• **To do**
Can you recast the listing below as a JSON list of strings, one string per line with blank lines omitted, starting at the line that contains "Expected behaviour: a marker sits on the berry" and ending at the line that contains "Expected behaviour: a marker sits on the small", both included? Keep the pictures out of your answer.

Image point annotation entries
** Start **

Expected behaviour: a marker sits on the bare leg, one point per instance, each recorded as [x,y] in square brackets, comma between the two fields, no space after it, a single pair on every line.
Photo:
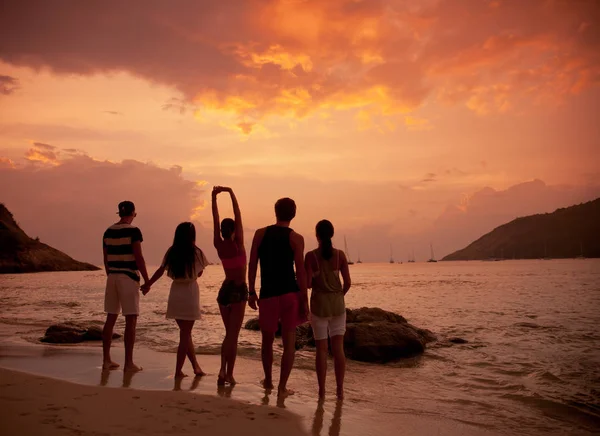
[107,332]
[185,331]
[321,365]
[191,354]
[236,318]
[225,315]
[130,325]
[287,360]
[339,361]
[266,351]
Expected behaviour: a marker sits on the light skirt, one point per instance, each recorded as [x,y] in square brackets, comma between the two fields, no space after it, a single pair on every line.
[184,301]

** End **
** Start **

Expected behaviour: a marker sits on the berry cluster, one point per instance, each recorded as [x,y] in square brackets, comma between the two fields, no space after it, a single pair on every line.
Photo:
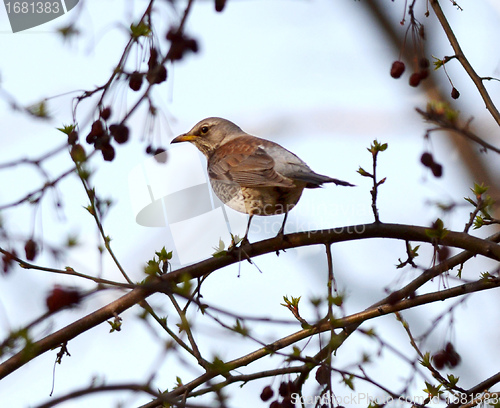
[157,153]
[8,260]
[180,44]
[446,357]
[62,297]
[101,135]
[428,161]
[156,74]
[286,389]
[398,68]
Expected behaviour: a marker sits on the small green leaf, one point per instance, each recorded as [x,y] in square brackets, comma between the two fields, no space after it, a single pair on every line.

** End **
** Start **

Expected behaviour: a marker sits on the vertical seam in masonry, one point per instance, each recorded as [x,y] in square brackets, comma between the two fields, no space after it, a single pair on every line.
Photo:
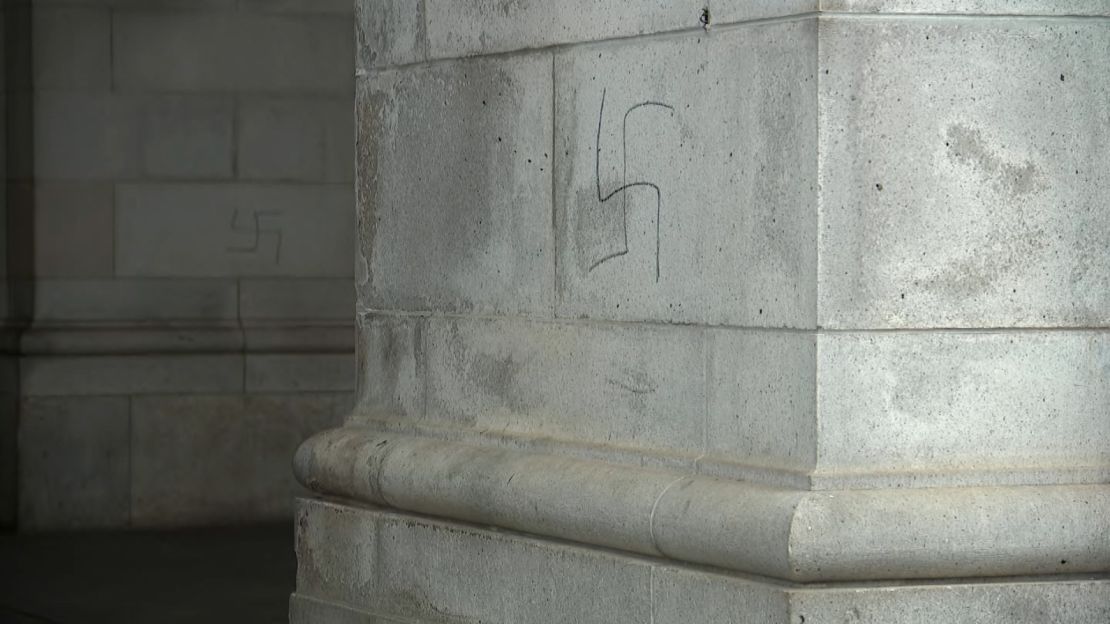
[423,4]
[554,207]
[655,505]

** End **

• **Solution below**
[
  "Expected behaviour: a marker sits on the berry cluster, one point per instance, each recorded as [x,y] in square brackets, comma between the two fields, no space after it, a single pair on every line.",
  "Photo:",
  "[157,153]",
  "[8,260]",
  "[180,44]",
  "[446,357]",
  "[62,297]",
  "[101,135]",
  "[428,161]",
  "[156,74]",
  "[286,389]",
  "[398,68]",
  "Expected behaviour: a marker sits on the small green leaf, one point per instance, each recorded as [x,y] in square brackets, comma between the two fields, no space after it, a single pair on every line."
]